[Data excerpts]
□ □ □
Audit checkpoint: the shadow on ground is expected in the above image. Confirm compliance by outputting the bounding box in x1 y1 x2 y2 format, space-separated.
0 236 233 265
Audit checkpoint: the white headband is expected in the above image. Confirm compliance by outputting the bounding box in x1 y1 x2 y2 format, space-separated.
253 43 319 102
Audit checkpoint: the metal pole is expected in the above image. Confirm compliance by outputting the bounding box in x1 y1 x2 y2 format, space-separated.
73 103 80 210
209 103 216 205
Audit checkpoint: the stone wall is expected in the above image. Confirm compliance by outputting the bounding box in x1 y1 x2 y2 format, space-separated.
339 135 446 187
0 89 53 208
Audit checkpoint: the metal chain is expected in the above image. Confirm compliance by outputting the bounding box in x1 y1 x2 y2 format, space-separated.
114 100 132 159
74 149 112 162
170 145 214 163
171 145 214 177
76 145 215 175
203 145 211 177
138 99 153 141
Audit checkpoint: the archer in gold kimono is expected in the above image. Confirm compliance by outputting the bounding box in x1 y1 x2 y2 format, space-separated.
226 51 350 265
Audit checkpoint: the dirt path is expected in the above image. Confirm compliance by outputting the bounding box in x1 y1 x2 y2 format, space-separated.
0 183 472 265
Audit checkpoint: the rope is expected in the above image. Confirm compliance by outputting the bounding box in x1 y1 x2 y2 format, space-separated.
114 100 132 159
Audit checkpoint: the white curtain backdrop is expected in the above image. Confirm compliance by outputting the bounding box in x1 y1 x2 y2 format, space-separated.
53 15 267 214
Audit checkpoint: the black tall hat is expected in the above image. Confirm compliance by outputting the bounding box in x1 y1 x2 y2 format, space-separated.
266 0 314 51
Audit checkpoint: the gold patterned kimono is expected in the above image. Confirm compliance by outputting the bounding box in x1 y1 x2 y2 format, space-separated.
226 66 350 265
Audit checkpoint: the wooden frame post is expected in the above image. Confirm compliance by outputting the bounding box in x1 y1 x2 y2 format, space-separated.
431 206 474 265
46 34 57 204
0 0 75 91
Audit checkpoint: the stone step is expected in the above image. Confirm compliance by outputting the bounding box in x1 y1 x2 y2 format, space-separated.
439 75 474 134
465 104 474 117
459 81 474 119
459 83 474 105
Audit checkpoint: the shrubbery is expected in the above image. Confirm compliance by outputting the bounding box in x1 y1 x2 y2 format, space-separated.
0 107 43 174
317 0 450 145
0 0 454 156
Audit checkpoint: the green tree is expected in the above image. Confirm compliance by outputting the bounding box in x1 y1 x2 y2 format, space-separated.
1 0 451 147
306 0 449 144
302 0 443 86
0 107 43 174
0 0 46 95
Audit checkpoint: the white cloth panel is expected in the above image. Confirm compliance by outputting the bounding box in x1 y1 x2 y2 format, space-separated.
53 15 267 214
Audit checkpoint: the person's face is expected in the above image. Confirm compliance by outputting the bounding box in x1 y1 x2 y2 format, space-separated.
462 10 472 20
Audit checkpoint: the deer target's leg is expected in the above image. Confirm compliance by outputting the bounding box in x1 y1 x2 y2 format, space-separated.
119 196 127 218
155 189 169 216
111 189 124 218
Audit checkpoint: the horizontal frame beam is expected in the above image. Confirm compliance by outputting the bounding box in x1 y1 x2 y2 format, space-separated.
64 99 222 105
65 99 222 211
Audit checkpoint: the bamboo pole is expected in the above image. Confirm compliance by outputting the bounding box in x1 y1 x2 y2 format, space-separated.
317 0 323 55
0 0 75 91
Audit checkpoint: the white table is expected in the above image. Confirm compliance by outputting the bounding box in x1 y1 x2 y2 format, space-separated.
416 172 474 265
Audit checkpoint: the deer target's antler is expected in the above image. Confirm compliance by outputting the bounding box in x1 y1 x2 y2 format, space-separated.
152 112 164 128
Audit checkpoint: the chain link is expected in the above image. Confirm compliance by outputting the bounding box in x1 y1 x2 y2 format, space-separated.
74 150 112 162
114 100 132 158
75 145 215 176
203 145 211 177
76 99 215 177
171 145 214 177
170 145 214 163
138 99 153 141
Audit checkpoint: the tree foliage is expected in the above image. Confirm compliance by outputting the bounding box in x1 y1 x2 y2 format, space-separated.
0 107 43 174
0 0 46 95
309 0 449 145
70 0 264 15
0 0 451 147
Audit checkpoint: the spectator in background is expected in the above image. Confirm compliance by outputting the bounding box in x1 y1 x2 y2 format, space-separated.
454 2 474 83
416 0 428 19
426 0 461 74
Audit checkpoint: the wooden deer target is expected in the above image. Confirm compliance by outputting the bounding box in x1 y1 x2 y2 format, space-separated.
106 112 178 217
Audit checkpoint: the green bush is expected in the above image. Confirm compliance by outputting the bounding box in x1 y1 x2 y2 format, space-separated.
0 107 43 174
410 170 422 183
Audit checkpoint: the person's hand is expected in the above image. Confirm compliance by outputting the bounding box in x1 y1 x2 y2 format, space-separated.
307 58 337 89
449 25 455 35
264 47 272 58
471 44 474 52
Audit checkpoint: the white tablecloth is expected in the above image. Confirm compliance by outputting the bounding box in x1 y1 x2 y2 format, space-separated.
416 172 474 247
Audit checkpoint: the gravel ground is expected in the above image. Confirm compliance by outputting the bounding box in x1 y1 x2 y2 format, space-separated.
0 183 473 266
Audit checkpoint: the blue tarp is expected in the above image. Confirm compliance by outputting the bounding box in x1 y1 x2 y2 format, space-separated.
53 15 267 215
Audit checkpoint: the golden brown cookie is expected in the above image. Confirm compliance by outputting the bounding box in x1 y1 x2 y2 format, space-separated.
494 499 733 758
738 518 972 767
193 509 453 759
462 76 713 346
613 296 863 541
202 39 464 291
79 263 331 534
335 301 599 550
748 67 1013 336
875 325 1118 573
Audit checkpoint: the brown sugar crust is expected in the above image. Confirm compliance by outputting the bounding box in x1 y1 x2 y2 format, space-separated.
□ □ □
### [What to work on]
Copy all data exactly, start to finish.

### [Solution]
Audit checkpoint: the shadow on ground is expected in the above image. Confirm compliance by outputting the bounding box in x1 y1 x2 y2 format, space-separated.
0 236 233 265
Audit checkpoint: the white headband is expected in the above image. Confirm compliance by outputting the bounding box in x1 y1 x2 y2 format, space-separated.
253 43 319 102
Audit checkpoint: the metal pole is expected in the above image. Confirm compliance by outputting the bounding box in x1 y1 x2 y2 format, space-separated.
73 103 80 210
209 103 216 205
Audit checkpoint: the stone wall is expected in the above image. Confirm compliance by outputting the bounding box in x1 y1 x2 y2 format, space-separated.
339 135 446 187
0 89 53 208
Audit checkpoint: the metal chain is expected in the above image. Confirm compliance by outputting the bounding box in x1 y1 x2 y2 format, space-separated.
114 100 132 159
74 149 112 162
170 145 214 163
171 145 214 177
76 145 215 175
203 145 211 177
138 99 153 141
Audit checkpoint: the archer in gold kimono is expected in the above image. Confirm compliance by outputting the bounding box in x1 y1 x2 y2 format, space-separated.
226 51 350 265
Audit checkpoint: the dirt path is expected in the above image. Confirm compliance by outputting the bounding box in x1 y1 x2 y2 format, space-separated.
0 183 472 265
Audit checkpoint: the rope is expected in the above image. Confirm compliance by outputting the bounding box in x1 y1 x2 y2 format, space-separated.
114 100 132 159
Audit checkpoint: the white curtain backdrop is expected in the above image. Confirm compliance by outputting the bounding box in x1 y1 x2 y2 format, space-separated.
53 15 267 214
Audit checkpoint: the black tall hat is expected in the above image. Confirm compliance by outputting the bounding box in x1 y1 x2 y2 format, space-separated.
266 0 314 51
Audit checkpoint: the gold patterned kimono is expected in the above image. Confirm compliance by outputting the bounding box in x1 y1 x2 y2 format, space-separated.
226 66 350 265
Audit checkpoint: the wooden frame post is expected in the above image. Confirm compliance by outputting the bounding box in x1 y1 x2 y2 format, space-separated.
431 206 474 265
46 34 57 204
0 0 75 91
Audit checkpoint: the stone step is expected in the above image. Confirm compliance by outputting the bounding box in x1 y1 x2 y2 format, space-separated.
439 75 474 134
465 104 474 117
459 81 474 119
459 83 474 105
Audit checkpoint: the shrubbery is expected in the above image. Confirm compliance by outputting the bounding box in x1 y1 x2 y2 format, space-separated.
0 107 43 174
317 0 450 145
0 0 454 156
Audit checkpoint: the green tree is expected in the above image. Confirm compliance by outputting the bounding box in x1 y1 x2 y2 format, space-separated.
1 0 451 147
306 0 449 144
302 0 443 86
0 107 43 174
0 0 46 95
Audit checkpoint: the white cloth panel is expected in the above image. Confirm compliance by outputting the bounding box in x1 y1 x2 y2 format, space-separated.
53 15 267 214
Audit checkpoint: the person's face is expected in the above image. Confirm compliance by outputting the bounding box in x1 y1 x2 y2 format, space-separated.
462 10 472 20
Audit checkpoint: the deer target's leg is expected in the above image. Confirm compliance by outputting the bounding box in x1 y1 x2 y2 format, space-separated.
119 196 127 218
155 189 169 216
111 189 124 218
Audit checkpoint: the horizontal frame beam is expected in the above image. Confirm compliance by outputting the bounding box in x1 y1 x2 y2 format, space-separated.
64 99 222 105
65 99 222 211
Audit checkpoint: the bamboo pole is expected in the above image. Confirm compliance by outputting the bounding box in x1 y1 x2 y2 format, space-separated.
317 0 323 55
0 0 75 91
Audit checkpoint: the white table is expected in the above image. Confirm compliance by outputting the bounding box in x1 y1 x2 y2 format, space-separated.
416 172 474 265
Audit checkpoint: the deer target's antler is expected in the above image. Confirm compliance by outputting the bounding box in x1 y1 x2 y2 format, space-separated.
152 112 164 128
Audit checkpoint: the chain link is expected in the above image. Confirm compliance by outputting the bounding box in x1 y1 x2 y2 format, space-separated.
74 150 112 162
114 100 132 158
75 145 215 176
203 145 211 177
76 99 215 177
171 145 214 177
170 145 214 163
138 99 153 141
Audit checkpoint: the tree foliage is expected in the above image. Confirm compliance by outputting the bounding box in x1 y1 x2 y2 format, space-separated.
0 107 43 174
0 0 46 95
309 0 449 145
70 0 264 15
0 0 451 147
Audit checkpoint: the spectator in background is expected in the above image. Confirm compliance by outputting the bounding box in x1 y1 x2 y2 format, space-separated.
454 2 474 83
416 0 428 19
426 0 461 74
Audit checkpoint: the wooden deer target is expected in the above image. Confirm compliance by outputting the bounding box in x1 y1 x2 y2 format, space-separated.
106 112 178 217
Audit checkpoint: the green bush is expected in the above image. Confirm compliance by outputting the bounding box in x1 y1 x2 y2 format, space-separated.
0 107 43 174
410 170 422 183
Audit checkpoint: the person's hand is expected in the above image. Confirm compliance by outputting the bounding box in x1 y1 x2 y2 format, space-separated.
307 58 337 89
449 25 455 35
264 47 272 58
471 44 474 52
Audit checkpoint: the white tablecloth is expected in the above image. Confirm compliance by outputting the bounding box in x1 y1 x2 y2 format, space-separated.
416 172 474 247
Audit checkpoint: the gravel ground is expected in the above image. Confirm compliance by outputting the bounding box in x1 y1 x2 y2 format, space-separated.
0 183 473 266
Audit checkpoint: the blue tarp is expected in the above image. Confirm compliance by outputting the bounding box in x1 y1 x2 y2 format, space-separated.
53 15 267 215
Audit checkpoint: the golden brown cookie is expected in the above image. Confirm compliance by outputting the bounding box in x1 y1 x2 y2 format, space-separated.
494 499 733 758
738 518 972 767
193 509 453 759
462 76 713 346
613 296 863 541
202 39 464 291
79 263 331 534
335 301 599 550
748 67 1013 336
875 325 1118 573
Audit checkpoint: the brown sugar crust is expected in the above image. Confirm compliance by outputting the bounding box in x1 y1 x2 y2 format, space-separated.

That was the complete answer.